━━━ Brano di lettura ━━━

Milano, i giudici negano il rientro al poliziotto no vax

Sospeso un assistente capo del Reparto mobile. Il Tar: "L’obbligo vaccinale per il comparto sicurezza tutela la salute pubblica"

Gli uomini del Reparto mobile impegnati in una manifestazione dei no vax

Gli uomini del Reparto mobile impegnati in una manifestazione dei no vax

Milano - L’obbligo è entrato in vigore il 15 dicembre, con 5 giorni di tempo per produrre la documentazione che attestasse l’avvenuta vaccinazione o la prenotazione per immunizzarsi nei 20 giorni successivi. Scaduti i termini, è scattata la sospensione dall’esercizio dell’attività lavorativa. Un destino comune ai no vax irriducibili che lavorano nell’amministrazione delle strutture sanitarie, nelle scuole, nelle carceri e nelle forze dell’ordine. Tra loro, si scopre ora da un decreto cautelare del Tar, c’è anche un assistente capo del III Reparto mobile di stanza nella caserma Annarumma di via Cagni, di cui fanno parte gli agenti che si occupano di garantire ordine e sicurezza durante le manifestazioni sportive e di piazza: il 21 dicembre, il suo dirigente gli ha notificato il provvedimento.

Conseguenze: nessuna sanzione disciplinare e conservazione del rapporto di lavoro, ma niente retribuzione base né "altro compenso o emolumento". Il poliziotto, assistito dall’avvocato Luigi Doria, ha immediatamente presentato ricorso per chiedere la sospensiva cautelare. Ieri il presidente del Tribunale amministrativo della Lombardia Domenico Giordano ha respinto l’istanza: "L’estensione dell’obbligo vaccinale al personale del comparto sicurezza e soccorso pubblico, in una grave situazione emergenziale epidemiologica su scala globale, risponde al fine primario di tutelare la salute pubblica e prevenire la diffusione dell’infezione da Sars-Cov-2". In tale contesto, "la temporanea sospensione dal servizio fino alla data della prima camera di consiglio utile per l’esame collegiale non determina l’insorgere di un pregiudizio avente i connotati di estrema gravità e urgenza"; considerato anche "che il pregiudizio lamentato ha carattere economico ed è pertanto ristorabile, in caso di esito favorevole dell’impugnazione proposta".

━━━ Dati da esaminare ━━━

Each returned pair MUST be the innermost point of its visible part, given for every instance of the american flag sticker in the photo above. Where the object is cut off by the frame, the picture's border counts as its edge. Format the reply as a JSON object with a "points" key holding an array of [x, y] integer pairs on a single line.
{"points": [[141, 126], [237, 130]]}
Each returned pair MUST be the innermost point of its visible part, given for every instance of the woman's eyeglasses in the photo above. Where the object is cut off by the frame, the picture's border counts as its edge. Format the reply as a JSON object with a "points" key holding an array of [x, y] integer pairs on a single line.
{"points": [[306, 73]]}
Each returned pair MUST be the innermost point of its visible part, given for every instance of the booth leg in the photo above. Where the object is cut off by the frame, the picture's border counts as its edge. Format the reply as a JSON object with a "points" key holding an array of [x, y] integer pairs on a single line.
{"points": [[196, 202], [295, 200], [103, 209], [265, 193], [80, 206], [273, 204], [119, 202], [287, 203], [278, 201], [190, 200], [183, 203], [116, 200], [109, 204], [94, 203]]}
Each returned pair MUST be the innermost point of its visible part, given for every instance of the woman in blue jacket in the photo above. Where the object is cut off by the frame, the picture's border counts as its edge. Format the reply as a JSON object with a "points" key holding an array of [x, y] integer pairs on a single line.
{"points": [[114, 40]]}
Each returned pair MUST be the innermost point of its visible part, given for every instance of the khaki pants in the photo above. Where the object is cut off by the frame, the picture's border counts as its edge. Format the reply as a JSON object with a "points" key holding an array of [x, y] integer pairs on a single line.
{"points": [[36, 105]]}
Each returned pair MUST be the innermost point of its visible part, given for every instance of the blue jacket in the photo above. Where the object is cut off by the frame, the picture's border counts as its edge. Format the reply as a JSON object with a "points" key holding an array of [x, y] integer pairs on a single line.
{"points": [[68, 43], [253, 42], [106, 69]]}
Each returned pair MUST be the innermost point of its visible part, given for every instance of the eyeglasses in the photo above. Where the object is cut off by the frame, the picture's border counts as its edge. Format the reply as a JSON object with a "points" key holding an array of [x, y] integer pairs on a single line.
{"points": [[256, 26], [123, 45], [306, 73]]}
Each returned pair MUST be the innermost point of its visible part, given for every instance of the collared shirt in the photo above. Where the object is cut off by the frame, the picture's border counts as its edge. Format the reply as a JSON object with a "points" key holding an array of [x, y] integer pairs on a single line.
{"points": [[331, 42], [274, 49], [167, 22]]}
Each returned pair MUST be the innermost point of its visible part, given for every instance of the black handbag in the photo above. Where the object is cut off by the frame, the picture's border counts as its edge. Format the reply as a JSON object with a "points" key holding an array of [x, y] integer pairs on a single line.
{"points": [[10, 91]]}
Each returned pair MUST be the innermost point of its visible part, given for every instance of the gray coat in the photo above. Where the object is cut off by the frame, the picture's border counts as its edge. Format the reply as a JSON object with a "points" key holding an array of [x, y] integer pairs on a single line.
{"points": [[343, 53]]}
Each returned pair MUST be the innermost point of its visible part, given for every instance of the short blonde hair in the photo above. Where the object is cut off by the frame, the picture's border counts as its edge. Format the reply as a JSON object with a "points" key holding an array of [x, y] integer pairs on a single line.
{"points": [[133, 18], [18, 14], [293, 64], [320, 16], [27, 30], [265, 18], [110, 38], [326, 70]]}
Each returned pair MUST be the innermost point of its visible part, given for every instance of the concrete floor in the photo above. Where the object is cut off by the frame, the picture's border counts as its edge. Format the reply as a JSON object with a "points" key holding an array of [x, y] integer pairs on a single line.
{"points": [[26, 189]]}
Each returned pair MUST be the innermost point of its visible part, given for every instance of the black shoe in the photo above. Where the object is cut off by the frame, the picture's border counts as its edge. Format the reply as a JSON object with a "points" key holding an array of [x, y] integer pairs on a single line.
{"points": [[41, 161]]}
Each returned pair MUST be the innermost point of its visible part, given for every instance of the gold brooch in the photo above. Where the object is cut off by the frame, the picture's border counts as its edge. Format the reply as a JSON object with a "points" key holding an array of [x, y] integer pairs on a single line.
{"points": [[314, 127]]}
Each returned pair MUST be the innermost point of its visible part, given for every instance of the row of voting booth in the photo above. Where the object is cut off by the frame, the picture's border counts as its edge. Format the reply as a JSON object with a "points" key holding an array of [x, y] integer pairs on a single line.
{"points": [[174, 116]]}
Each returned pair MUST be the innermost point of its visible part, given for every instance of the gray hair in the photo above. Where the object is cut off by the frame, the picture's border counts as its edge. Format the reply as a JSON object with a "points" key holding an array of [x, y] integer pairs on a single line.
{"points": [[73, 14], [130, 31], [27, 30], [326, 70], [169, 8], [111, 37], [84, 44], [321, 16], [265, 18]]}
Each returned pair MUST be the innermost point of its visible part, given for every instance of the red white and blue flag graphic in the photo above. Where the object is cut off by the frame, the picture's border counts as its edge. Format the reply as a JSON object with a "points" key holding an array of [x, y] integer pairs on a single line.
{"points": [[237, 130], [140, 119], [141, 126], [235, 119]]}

━━━

• [Completa quanto segue]
a. Trascrivi dall'articolo sul poliziotto no vax il passo che va da "Milano - L’obbligo è" fino a "notificato il provvedimento." compreso.
b. In quali ambiti lavorano i no vax irriducibili che, secondo l'articolo sul poliziotto no vax, condividono il destino della sospensione?

• [Esercizi svolti]
a.
Milano - L’obbligo è entrato in vigore il 15 dicembre, con 5 giorni di tempo per produrre la documentazione che attestasse l’avvenuta vaccinazione o la prenotazione per immunizzarsi nei 20 giorni successivi. Scaduti i termini, è scattata la sospensione dall’esercizio dell’attività lavorativa. Un destino comune ai no vax irriducibili che lavorano nell’amministrazione delle strutture sanitarie, nelle scuole, nelle carceri e nelle forze dell’ordine. Tra loro, si scopre ora da un decreto cautelare del Tar, c’è anche un assistente capo del III Reparto mobile di stanza nella caserma Annarumma di via Cagni, di cui fanno parte gli agenti che si occupano di garantire ordine e sicurezza durante le manifestazioni sportive e di piazza: il 21 dicembre, il suo dirigente gli ha notificato il provvedimento.

b.
- nell'amministrazione delle strutture sanitarie
- nelle scuole
- nelle carceri
- nelle forze dell'ordine